(Exercise instructions):
Write out exactly, with no other output, the lines below from the one that contains "Where can the cloud" through the end.

## Begin The records

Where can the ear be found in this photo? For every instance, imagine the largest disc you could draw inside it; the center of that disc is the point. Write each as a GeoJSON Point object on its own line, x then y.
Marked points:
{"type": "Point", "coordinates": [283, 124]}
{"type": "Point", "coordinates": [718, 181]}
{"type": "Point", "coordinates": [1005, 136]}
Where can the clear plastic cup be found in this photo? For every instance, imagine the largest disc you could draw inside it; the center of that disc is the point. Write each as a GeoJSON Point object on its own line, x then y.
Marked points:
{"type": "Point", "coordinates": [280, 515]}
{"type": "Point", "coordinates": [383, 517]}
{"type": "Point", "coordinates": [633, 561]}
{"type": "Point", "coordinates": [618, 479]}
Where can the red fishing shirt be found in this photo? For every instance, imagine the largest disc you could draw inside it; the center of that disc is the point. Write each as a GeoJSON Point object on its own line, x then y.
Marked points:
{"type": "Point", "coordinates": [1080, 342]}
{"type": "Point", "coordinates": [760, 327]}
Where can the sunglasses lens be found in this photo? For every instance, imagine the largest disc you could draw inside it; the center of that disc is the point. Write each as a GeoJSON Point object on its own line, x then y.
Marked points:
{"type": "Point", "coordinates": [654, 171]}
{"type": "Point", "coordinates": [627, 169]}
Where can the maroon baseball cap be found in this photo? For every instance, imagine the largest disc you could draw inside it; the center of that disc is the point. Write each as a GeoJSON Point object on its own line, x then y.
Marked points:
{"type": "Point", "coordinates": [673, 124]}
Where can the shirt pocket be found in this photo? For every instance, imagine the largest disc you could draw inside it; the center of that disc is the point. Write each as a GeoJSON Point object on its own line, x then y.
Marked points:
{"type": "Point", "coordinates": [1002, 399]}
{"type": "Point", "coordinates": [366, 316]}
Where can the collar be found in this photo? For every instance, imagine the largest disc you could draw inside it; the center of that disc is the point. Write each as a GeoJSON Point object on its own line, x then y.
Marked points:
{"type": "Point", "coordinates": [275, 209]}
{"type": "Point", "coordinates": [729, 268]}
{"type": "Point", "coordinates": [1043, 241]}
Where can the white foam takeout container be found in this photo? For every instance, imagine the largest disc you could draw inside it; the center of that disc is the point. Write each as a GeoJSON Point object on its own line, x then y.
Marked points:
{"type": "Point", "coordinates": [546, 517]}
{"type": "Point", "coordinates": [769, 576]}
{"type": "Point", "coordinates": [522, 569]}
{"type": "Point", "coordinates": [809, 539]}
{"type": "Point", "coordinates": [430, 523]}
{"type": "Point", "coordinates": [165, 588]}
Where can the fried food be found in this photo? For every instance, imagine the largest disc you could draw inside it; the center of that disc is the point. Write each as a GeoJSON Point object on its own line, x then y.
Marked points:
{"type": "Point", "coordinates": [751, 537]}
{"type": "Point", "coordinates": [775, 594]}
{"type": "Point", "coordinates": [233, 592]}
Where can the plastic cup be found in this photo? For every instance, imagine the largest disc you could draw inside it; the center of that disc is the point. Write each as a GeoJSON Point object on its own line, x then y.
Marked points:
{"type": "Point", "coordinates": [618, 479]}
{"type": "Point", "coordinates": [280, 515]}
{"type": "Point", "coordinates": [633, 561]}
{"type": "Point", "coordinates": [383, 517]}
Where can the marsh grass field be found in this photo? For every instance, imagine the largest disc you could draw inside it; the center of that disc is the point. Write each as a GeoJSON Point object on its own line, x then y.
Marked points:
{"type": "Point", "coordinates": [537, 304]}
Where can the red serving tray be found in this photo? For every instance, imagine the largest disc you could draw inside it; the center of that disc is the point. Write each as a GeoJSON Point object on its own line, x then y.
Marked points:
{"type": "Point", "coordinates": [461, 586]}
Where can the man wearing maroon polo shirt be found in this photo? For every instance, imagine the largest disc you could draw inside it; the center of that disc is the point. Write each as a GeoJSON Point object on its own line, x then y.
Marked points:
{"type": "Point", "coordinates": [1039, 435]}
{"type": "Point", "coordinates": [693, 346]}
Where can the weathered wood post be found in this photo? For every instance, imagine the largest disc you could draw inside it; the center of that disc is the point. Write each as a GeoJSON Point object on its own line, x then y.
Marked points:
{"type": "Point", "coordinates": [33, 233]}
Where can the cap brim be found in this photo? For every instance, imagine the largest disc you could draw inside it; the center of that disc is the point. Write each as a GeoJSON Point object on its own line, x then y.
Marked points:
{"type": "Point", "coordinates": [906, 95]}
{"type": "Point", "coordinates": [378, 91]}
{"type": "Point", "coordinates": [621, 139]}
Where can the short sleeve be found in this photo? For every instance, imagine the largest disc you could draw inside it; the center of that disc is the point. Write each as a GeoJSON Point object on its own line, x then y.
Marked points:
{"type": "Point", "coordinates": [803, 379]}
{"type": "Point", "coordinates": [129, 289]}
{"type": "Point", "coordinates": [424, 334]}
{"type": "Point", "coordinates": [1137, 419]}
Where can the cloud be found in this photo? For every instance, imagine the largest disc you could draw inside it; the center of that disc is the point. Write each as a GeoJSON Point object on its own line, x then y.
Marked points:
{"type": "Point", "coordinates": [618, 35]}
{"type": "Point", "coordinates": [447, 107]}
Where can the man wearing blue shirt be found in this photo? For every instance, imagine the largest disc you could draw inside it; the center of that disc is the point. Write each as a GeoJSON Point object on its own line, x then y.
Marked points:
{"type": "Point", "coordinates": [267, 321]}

## End The records

(Answer for this exercise):
Where can the cloud be found in this photo? For every instance, imagine the largest disc you could draw inside it; the center of that disc is the point. Write each as a GeoJSON Point object on its own line, x then y.
Marked points:
{"type": "Point", "coordinates": [618, 35]}
{"type": "Point", "coordinates": [447, 107]}
Where can the man wearing blue shirt be found in this photo? For every instance, imagine the largest disc you could draw inside it; the center of that disc is the point. Write each as a GeoJSON Point object on its own line, x then y.
Marked points:
{"type": "Point", "coordinates": [267, 321]}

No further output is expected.